# Activities:
(a) In the excerpt on child exploitation, what kind of offender are most of those responsible?
(b) Carry on the text about child exploitation and its offenders, starting after its final sentence.

Different cultures could influence abuses and their causes

Some children are discriminated against for their race, ethnicity, sex, sexual orientation, migration status, disability, or even for being victims of sexual exploitation. Sometimes their own family or community may discriminate against them. This can lead to social exclusion, they can get rejected by the larger society, making them unable to access social services, such as education. Unless they have strong family ties, these children face a hostile world and are entirely unprotected.

Who is responsible?

Some are preferential offenders or pedophiles who have an illness that makes them prefer sex with children who’ve just reached puberty, or not quite yet. But most are situational delinquents. They may be married or single, young, or old. They can be rich, or just a little bit better off than their victims. Most are men, but some can be women, and a few may even be adolescents. They can come from the same country or region, different states or cities and are travelling for work. And regardless of who they are, all offenders have more opportunities than ever to exploit children due to corruption and the certainty that they won’t get caught. In Southeast Asia, capacity and willingness to document relevant and comparable data further compromise the nature and extent of information on criminals. Furthermore, even in cases the latter are gathered, certain States are reluctant to disclose such information due to political, cultural and social sensitivities.

# Supplied records:

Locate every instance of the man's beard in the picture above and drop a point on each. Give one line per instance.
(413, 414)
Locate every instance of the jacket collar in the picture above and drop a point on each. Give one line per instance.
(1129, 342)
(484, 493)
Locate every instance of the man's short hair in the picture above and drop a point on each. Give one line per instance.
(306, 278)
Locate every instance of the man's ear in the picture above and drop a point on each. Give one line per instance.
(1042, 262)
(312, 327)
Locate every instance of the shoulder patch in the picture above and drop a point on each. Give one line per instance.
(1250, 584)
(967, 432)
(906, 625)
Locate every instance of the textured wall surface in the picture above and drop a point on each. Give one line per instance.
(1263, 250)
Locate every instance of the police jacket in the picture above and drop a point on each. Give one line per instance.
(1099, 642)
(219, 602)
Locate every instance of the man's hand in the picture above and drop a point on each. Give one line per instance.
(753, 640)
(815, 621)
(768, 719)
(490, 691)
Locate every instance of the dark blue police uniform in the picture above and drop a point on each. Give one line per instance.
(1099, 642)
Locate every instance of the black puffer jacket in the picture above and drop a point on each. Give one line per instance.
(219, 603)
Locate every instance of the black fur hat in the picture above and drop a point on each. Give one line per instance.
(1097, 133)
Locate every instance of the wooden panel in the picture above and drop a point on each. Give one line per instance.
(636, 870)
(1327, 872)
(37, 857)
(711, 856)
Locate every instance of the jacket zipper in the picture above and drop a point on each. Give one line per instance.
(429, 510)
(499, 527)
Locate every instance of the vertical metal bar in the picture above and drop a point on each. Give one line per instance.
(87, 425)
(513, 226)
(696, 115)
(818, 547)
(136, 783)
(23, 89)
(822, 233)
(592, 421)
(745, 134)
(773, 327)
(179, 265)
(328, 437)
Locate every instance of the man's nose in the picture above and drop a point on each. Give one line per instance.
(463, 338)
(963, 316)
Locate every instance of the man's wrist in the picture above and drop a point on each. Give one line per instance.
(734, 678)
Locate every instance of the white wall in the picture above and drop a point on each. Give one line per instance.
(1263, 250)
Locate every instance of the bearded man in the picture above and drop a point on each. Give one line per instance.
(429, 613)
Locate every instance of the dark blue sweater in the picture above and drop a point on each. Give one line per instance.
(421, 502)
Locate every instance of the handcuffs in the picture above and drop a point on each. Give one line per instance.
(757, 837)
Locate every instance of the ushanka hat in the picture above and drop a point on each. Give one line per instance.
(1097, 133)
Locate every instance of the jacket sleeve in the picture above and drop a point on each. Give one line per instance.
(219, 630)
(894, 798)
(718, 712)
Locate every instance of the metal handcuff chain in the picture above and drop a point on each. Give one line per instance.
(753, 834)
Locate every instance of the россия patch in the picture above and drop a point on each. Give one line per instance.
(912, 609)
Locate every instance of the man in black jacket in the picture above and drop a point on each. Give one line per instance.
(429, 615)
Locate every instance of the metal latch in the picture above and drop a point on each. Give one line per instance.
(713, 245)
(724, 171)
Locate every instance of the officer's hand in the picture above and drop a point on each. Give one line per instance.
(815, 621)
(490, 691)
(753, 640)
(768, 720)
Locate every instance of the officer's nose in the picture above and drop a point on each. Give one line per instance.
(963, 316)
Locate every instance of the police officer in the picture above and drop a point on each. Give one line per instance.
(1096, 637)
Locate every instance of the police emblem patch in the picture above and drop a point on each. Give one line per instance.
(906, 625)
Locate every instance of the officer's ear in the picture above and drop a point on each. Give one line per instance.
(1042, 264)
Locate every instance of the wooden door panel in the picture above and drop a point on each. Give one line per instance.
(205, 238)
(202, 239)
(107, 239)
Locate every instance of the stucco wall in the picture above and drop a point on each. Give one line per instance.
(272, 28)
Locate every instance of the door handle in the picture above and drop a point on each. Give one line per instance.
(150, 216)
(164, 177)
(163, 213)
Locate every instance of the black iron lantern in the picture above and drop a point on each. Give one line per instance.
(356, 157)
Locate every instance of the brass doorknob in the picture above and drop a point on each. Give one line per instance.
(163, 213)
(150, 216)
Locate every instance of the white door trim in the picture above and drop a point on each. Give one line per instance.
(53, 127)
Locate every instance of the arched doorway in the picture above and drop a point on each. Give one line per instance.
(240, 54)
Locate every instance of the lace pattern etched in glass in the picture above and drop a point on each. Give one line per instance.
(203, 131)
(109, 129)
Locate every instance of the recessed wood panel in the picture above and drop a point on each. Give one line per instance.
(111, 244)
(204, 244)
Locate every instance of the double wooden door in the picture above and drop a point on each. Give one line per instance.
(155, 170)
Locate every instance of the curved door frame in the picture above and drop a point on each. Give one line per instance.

# Answers for each item:
(a) Most are situational delinquents.

(b)
There are no consequences for delinquents, but there are many for the victims. The latter often suffer beatings and rape, and some get infected with sexually transmitted diseases such as HIV. Girls may also become pregnant when they’re still children themselves. They also feel ashamed and guilty. Some even believe that they don’t deserve rescue, or don’t want to trust other people. They can become depressed and anxious, and some turn to drugs to deal with their bad feelings. Some don’t want to see themselves as victims believing that they’re somehow in control of their situation, or they see it as normal or the best option for their situation.

Efforts aren’t enough so far

The sexual exploitation of children represents a very insidious, troubling and enduring phenomenon that has plagued the area for several decades. Throughout Southeast Asia, enormous efforts have been made to combat the mistreatment over recent years.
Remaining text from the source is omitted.